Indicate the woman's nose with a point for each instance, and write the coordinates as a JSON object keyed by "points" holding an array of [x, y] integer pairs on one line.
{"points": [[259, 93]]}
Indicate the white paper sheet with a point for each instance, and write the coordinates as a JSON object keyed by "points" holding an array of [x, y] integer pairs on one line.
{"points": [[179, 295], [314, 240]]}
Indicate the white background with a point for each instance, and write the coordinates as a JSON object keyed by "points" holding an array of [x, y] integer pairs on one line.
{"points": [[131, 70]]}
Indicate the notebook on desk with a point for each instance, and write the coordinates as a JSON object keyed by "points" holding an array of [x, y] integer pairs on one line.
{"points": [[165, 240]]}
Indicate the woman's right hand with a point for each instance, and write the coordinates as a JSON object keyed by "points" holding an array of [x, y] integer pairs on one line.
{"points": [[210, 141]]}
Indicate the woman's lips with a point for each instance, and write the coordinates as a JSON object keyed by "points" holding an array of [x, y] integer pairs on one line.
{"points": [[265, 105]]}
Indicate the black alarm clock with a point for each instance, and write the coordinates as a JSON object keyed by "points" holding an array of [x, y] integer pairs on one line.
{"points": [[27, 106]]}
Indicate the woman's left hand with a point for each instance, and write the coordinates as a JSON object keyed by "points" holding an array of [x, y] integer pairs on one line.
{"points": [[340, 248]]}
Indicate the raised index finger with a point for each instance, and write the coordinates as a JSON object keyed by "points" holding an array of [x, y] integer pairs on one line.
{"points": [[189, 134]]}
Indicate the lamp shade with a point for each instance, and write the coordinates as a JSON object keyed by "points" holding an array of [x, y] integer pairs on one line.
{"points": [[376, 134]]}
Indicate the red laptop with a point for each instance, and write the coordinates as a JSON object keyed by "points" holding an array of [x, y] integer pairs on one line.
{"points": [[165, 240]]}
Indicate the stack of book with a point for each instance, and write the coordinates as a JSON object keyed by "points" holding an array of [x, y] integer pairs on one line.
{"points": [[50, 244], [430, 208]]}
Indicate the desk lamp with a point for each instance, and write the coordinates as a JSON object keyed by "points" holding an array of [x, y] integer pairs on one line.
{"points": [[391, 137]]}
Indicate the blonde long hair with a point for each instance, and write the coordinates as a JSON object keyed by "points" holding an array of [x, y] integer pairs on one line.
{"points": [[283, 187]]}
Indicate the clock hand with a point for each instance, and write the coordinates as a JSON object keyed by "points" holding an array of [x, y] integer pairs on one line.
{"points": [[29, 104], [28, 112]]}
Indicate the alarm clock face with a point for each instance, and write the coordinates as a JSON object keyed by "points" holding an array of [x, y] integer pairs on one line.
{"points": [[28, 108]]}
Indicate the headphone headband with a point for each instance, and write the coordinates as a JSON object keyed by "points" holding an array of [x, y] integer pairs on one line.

=-=-=

STATED GOAL:
Reproduce all of the material above word for word, with every line unchanged and in its original order.

EXERCISE OUTPUT:
Indicate the woman's nose with a point for each instance, and write the coordinates as a JSON object keyed by "points" holding an array of [x, y] integer pairs on one line.
{"points": [[259, 93]]}
Indicate the white paper sheet with a point for each instance, and write the coordinates as a JSON object keyed by "points" holding an array of [x, y] integer pairs on one line.
{"points": [[179, 295], [314, 240]]}
Indicate the white background with a point for each instance, and write the coordinates as a JSON object keyed by "points" holding an array of [x, y] integer pairs on one line.
{"points": [[131, 70]]}
Indicate the notebook on desk with a point for each instance, and write the coordinates as a JSON object keyed by "points" holding an array of [x, y] integer pairs on one line.
{"points": [[165, 240]]}
Indicate the woman's right hand with a point for each instance, and write the coordinates as a JSON object keyed by "points" holding an array of [x, y] integer pairs on one line.
{"points": [[210, 141]]}
Indicate the woman's lips with a point for each instance, and write the coordinates as a JSON object keyed by "points" holding an array of [x, y] integer pairs on one line.
{"points": [[265, 105]]}
Indicate the black alarm clock with a point for each instance, and write the coordinates as a JSON object keyed by "points" holding an array of [x, y] integer pairs on one line.
{"points": [[27, 106]]}
Indicate the woman's left hand with a point for each instance, and write the coordinates as a JSON object keyed by "points" holding an array of [x, y] integer pairs on one line.
{"points": [[340, 248]]}
Indicate the raised index finger with a point for each instance, and write the coordinates as a JSON object keyed by "points" holding an array of [x, y] integer pairs on one line.
{"points": [[189, 134]]}
Indicate the lamp shade with a point for each instance, and write the coordinates as a JSON object keyed by "points" holding an array of [x, y] integer pairs on one line.
{"points": [[376, 134]]}
Indicate the red laptop with a point for each instance, and write the coordinates as a JSON object keyed by "points" holding an array of [x, y] integer pairs on one line.
{"points": [[165, 240]]}
Indicate the stack of book with a point for each instance, and write the coordinates as a JSON object keyed by "points" holding an array of [x, y] integer pairs on one line.
{"points": [[50, 244], [430, 208]]}
Indicate the desk lamp with a point for each instance, and write the coordinates as a JSON object keyed by "points" holding an array of [x, y] integer pairs on one line.
{"points": [[391, 137]]}
Indicate the blonde long hair with a point for each instance, and write the coordinates as a JSON object keyed by "points" holding an array of [x, y] integer pairs on one line.
{"points": [[283, 187]]}
Indicate the clock hand with a point for each instance, and write the coordinates as a JSON object keyed by "points" holding an array of [x, y] integer pairs on one line.
{"points": [[29, 104], [28, 112]]}
Indicate the alarm clock face with a point for each instance, and write the coordinates as a JSON object keyed by "points" holding an array of [x, y] integer pairs on one line.
{"points": [[28, 108]]}
Indicate the headphone headband with a point for each instance, and write the coordinates as a JSON object keyed by "points" holding an array of [x, y] integer pairs on one line.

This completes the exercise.